▶ _Problem_:
Rewrite everything from the line containing "Within each <instance>" down to the line containing "box: [122, 8, 301, 61]", both of those lines included, as a numbered list that leaves out any blank lines.

▶ _Given records_:
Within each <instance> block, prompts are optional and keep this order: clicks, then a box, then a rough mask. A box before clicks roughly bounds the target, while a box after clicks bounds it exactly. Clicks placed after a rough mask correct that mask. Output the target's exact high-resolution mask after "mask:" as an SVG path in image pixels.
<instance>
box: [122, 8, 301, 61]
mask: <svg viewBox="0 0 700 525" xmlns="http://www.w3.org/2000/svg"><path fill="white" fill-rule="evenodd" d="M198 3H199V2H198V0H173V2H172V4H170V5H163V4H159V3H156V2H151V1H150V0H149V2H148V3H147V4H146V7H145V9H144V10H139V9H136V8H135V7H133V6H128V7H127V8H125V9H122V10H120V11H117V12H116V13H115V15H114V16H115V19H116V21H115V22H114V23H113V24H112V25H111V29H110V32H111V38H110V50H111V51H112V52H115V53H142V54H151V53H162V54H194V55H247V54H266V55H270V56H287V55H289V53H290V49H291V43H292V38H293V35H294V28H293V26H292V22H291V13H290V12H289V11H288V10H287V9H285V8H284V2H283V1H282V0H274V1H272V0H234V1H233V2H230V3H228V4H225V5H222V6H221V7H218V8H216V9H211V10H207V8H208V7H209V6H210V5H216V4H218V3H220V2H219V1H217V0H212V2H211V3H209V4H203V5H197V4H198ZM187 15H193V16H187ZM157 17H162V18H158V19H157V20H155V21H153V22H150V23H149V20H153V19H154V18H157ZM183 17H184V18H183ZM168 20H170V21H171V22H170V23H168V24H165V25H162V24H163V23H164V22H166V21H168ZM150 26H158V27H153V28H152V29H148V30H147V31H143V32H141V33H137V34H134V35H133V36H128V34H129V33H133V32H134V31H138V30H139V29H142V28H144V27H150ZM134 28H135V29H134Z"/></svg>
* * *
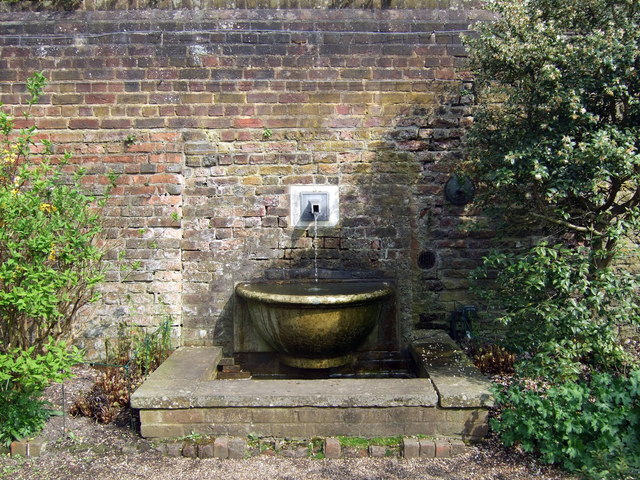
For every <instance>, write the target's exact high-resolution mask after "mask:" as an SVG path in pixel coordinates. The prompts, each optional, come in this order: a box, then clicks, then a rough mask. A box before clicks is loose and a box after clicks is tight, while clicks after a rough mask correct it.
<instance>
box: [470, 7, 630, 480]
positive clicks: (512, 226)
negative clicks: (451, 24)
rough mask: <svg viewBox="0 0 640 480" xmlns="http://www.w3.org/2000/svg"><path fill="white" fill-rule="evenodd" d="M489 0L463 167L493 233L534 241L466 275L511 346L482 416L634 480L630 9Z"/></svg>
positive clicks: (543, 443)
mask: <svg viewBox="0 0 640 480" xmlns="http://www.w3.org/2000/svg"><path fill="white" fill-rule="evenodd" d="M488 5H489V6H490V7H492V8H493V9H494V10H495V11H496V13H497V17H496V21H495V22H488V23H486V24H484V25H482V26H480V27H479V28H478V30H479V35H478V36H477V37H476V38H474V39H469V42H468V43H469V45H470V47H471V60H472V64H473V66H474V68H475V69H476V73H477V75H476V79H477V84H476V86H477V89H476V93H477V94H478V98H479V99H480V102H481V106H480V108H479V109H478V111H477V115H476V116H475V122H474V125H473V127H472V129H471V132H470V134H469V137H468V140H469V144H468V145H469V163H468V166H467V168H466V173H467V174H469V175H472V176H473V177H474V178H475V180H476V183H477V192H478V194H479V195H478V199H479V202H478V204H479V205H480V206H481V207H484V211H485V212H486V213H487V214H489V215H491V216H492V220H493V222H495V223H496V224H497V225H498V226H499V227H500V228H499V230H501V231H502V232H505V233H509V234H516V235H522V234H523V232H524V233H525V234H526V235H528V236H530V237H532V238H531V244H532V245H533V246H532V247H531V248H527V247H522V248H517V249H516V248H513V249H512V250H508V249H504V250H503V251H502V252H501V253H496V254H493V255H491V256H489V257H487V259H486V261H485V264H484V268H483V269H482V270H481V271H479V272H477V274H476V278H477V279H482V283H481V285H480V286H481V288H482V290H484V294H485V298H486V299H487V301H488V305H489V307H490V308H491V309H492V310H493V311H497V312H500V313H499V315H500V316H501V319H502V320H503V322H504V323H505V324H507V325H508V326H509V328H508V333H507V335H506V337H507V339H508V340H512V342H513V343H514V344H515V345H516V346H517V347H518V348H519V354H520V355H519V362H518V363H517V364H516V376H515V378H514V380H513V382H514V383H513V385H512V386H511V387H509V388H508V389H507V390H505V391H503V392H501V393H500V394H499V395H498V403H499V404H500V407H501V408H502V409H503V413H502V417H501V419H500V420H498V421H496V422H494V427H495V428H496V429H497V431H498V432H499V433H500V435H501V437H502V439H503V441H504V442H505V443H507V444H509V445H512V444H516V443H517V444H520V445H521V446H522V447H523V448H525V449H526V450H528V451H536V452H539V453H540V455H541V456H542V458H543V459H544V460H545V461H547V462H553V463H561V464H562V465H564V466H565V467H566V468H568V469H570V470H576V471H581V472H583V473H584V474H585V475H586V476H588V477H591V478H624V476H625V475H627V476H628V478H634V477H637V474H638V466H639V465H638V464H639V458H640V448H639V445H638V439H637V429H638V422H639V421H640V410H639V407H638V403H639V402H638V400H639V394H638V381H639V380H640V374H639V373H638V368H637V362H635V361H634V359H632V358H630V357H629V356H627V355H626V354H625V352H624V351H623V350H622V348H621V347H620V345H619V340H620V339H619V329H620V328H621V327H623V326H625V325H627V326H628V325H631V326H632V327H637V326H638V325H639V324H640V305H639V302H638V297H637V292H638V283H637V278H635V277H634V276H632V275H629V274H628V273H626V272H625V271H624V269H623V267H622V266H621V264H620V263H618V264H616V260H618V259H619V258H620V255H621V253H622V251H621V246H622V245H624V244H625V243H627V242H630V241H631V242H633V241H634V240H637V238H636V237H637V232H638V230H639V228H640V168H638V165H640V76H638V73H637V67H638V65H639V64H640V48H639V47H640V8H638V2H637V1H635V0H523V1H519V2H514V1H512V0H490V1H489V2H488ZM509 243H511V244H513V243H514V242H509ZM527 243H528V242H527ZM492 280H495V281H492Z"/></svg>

▶ _Task result_:
1. Within each <instance> block, prompts are optional and keep this order: clicks, then a box, then a rough mask. A box before clicks roughly bounds the target, while a box after clicks bounds it exactly. Clicks placed after a rough mask correct that mask. Output the target's exact high-resolution mask after "mask:" as an SVG path in image pixels.
2. <instance>
3. box: [122, 8, 301, 61]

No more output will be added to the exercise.